WHAT IS BEING ASKED:
From the first line to the last, reproduce the material exactly.

GIVEN RECORDS:
↓↓↓

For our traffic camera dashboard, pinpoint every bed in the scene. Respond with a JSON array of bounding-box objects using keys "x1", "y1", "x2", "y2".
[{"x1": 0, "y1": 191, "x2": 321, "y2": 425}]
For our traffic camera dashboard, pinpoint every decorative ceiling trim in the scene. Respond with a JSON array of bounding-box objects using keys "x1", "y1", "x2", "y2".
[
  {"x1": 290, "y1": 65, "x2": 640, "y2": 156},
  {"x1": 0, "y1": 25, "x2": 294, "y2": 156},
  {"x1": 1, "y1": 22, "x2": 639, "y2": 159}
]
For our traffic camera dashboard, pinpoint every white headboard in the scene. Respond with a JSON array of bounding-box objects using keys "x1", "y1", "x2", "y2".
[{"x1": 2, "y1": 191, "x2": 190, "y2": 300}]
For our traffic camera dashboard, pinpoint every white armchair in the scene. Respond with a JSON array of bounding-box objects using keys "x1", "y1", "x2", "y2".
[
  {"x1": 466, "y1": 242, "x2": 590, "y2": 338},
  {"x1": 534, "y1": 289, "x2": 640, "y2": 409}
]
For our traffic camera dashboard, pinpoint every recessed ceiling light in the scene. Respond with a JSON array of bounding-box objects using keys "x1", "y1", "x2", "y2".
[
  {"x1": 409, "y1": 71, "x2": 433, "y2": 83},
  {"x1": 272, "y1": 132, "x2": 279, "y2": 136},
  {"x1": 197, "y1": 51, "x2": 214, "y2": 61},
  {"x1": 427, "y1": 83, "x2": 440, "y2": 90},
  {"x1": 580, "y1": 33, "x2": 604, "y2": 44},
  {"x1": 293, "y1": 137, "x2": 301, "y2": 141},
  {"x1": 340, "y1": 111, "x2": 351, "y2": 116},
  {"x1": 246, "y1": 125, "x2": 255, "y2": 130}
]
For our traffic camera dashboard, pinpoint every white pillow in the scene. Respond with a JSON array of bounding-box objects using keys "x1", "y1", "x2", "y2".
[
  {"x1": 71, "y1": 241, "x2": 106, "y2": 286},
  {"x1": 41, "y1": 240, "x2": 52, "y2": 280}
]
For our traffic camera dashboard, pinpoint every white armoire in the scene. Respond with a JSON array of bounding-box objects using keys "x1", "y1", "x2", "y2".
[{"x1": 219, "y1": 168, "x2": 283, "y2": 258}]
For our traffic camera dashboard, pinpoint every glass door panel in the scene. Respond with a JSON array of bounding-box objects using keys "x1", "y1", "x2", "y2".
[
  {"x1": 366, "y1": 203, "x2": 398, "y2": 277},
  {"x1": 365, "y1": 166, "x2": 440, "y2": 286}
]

↑↑↑

RESPONSE AREA:
For our traffic camera dashboard, pinpoint every bed in the scene. Respond with a JSON array of bounding-box objects using keys "x1", "y1", "x2", "y2".
[{"x1": 0, "y1": 191, "x2": 321, "y2": 425}]
For our traffic camera dashboard, pinpoint every decorative ceiling trim in the scene. Respond with a JSON array of bounding-box objects using keys "x1", "y1", "x2", "y2".
[
  {"x1": 290, "y1": 65, "x2": 640, "y2": 156},
  {"x1": 0, "y1": 25, "x2": 294, "y2": 156},
  {"x1": 1, "y1": 22, "x2": 639, "y2": 159}
]
For our traffic camera dashboard, pinpoint every white headboard in the scene. Respond with a JSON array of bounding-box objects using keys "x1", "y1", "x2", "y2".
[{"x1": 2, "y1": 191, "x2": 190, "y2": 300}]
For our traffic camera dashboard, pinpoint every white armchair in the scene. Respond with a JSON array of bounding-box objects using keys "x1", "y1", "x2", "y2".
[
  {"x1": 466, "y1": 242, "x2": 590, "y2": 338},
  {"x1": 534, "y1": 289, "x2": 640, "y2": 409}
]
For our traffic camera dashboard, pinpoint every recessed ceiling light in the scene. Respond with a JSON array of bounding-box objects using keys "x1", "y1", "x2", "y2".
[
  {"x1": 409, "y1": 71, "x2": 433, "y2": 83},
  {"x1": 272, "y1": 132, "x2": 279, "y2": 136},
  {"x1": 197, "y1": 51, "x2": 214, "y2": 61},
  {"x1": 427, "y1": 83, "x2": 440, "y2": 90},
  {"x1": 580, "y1": 33, "x2": 604, "y2": 44},
  {"x1": 293, "y1": 137, "x2": 301, "y2": 141},
  {"x1": 340, "y1": 111, "x2": 351, "y2": 116},
  {"x1": 246, "y1": 125, "x2": 255, "y2": 130}
]
For our traffic camera dashboard, pinpoint every white pillow in the scene. Respond with a JSON array of bounding-box objects using keys "x1", "y1", "x2", "y2".
[
  {"x1": 71, "y1": 241, "x2": 106, "y2": 286},
  {"x1": 41, "y1": 240, "x2": 52, "y2": 280}
]
For our traffic camera dashboard, pinpoint every white armoire in the scene. Respond with a JSON array of bounding-box objects using keys "x1", "y1", "x2", "y2".
[{"x1": 219, "y1": 168, "x2": 283, "y2": 258}]
For our traffic camera dashboard, pinpoint every glass door panel in the scene. Respond with a JSON array of bounding-box objects using keys "x1", "y1", "x2", "y2".
[
  {"x1": 366, "y1": 203, "x2": 398, "y2": 277},
  {"x1": 365, "y1": 166, "x2": 440, "y2": 286}
]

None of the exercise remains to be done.